23 fevereiro, 2009

Já não são precisos, os cantores de intervenção?

O país estagnou - andaram anos a dizer-nos -, por causa de Salazar. Cinquenta anos de fascismo, foram o tempo e a razão, do atraso de Portugal na Europa e no Mundo. A culpa era, diziam-nos, da ditadura. Salazar tinha as costas largas. Tão largas, tão largas, a ponto de poderem albergar, num só homem, as culpas de todos os males do país, mesmo depois do seu tempo e da sua morte...
O que Salazar não sabia (nem o povo), é que passados 35 anos do fim do seu regime, de um regime que tantos males provocou aos portugueses, outros Salazares bem piores que ele, se dariam ao luxo de continuar a dominar o país, escondidos atrás da máscara da Democracia. Essa, é a nova forma de fazer ditadura.
Um ditador, é um ditador, mas (na minha opinião), pior que um ditador é um falso democrata. Portugal, fez do 25 de Abril, e com ele, não uma oportunidade para progredir de forma equilibrada e sustentada, mas sim um pretexto para lavrar o terreno ideal para semear a bandalhice de forma quase institucionalizada. Aqui faz-se tudo com dois rostos.

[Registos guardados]
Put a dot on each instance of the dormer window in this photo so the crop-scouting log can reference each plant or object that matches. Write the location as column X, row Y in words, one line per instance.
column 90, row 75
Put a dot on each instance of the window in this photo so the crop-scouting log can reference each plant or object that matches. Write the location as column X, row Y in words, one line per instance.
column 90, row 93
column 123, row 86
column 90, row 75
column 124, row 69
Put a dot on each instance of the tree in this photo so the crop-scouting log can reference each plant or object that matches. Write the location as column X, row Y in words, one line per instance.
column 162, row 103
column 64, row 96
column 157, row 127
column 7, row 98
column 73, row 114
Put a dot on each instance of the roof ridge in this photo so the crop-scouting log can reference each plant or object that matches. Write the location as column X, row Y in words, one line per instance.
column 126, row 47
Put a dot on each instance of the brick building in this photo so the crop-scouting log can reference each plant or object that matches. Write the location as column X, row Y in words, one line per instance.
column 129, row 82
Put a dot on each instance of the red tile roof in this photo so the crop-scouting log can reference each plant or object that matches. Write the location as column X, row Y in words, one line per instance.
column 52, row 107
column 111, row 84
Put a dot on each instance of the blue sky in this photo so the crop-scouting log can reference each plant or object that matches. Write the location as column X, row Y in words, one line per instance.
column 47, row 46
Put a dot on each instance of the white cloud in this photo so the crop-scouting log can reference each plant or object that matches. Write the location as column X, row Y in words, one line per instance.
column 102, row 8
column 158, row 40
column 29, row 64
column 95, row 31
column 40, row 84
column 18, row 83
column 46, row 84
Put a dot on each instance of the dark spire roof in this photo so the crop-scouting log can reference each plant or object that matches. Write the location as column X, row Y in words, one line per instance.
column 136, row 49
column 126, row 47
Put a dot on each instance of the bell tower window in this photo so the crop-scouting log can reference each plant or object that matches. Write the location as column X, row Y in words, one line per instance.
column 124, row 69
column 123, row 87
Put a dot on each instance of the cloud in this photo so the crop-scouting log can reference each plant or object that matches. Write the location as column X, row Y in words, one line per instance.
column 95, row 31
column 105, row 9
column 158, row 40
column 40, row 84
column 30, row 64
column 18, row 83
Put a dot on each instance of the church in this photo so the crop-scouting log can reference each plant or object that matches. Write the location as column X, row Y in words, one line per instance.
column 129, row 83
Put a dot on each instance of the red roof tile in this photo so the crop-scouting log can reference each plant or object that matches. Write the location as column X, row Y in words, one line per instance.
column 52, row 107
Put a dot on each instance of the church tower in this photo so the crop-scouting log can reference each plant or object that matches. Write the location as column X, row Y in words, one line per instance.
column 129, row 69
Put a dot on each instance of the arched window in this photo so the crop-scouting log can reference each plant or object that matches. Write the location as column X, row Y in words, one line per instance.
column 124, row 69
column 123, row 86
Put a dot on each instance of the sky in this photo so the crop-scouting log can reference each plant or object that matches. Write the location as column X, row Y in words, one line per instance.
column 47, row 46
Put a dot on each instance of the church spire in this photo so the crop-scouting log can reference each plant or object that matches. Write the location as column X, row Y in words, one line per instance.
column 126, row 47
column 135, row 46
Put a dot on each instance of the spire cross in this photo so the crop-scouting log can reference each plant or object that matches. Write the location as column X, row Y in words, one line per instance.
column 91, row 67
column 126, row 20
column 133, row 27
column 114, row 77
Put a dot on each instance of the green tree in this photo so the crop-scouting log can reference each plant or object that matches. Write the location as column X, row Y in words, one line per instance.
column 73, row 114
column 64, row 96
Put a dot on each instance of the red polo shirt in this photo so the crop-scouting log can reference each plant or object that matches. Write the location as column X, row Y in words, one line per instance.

→ **CONJUNTO DE TAREFAS**
1. Responda às perguntas seguintes sobre o texto sobre Salazar e a democracia.
(a) Quantos anos de fascismo foram apontados como o tempo e a razão do atraso de Portugal?
(b) Quantos anos passaram desde o fim do regime de Salazar?
(c) O que é pior do que um ditador, na opinião expressa?
2. Prossiga o texto sobre Salazar e a democracia a partir da frase "Aqui faz-se tudo com dois rostos."

→ **RESPOSTAS AOS EXERCÍCIOS**
1.
(a) Cinquenta anos.
(b) 35 anos.
(c) Um falso democrata.

2.
Ninguém, neste rectângulo de oportunistas, está acima de qualquer suspeita. Os indivíduos detentores dos mais altos cargos públicos e civis, estão praticamente todos sob suspeita. Ninguém, confia em ninguém, porque os dados estão à vista. O povo, sente-se acorrentado por um regime político, cuja única virtude foi a Liberdade, mas que até dela já começa a duvidar. A democracia que lhe devia conferir a soberania, está plena de vícios e contradições, limitando-lhe a acção. É como se víssemos alguém a assaltar-nos a casa, e não tivessemos nenhuma autoridade para nos ajudar a prender o ladrão. Portugal é um país em perigo de rotura e prossegue essa correria fratricida, como um ébrio em carro desgovernado.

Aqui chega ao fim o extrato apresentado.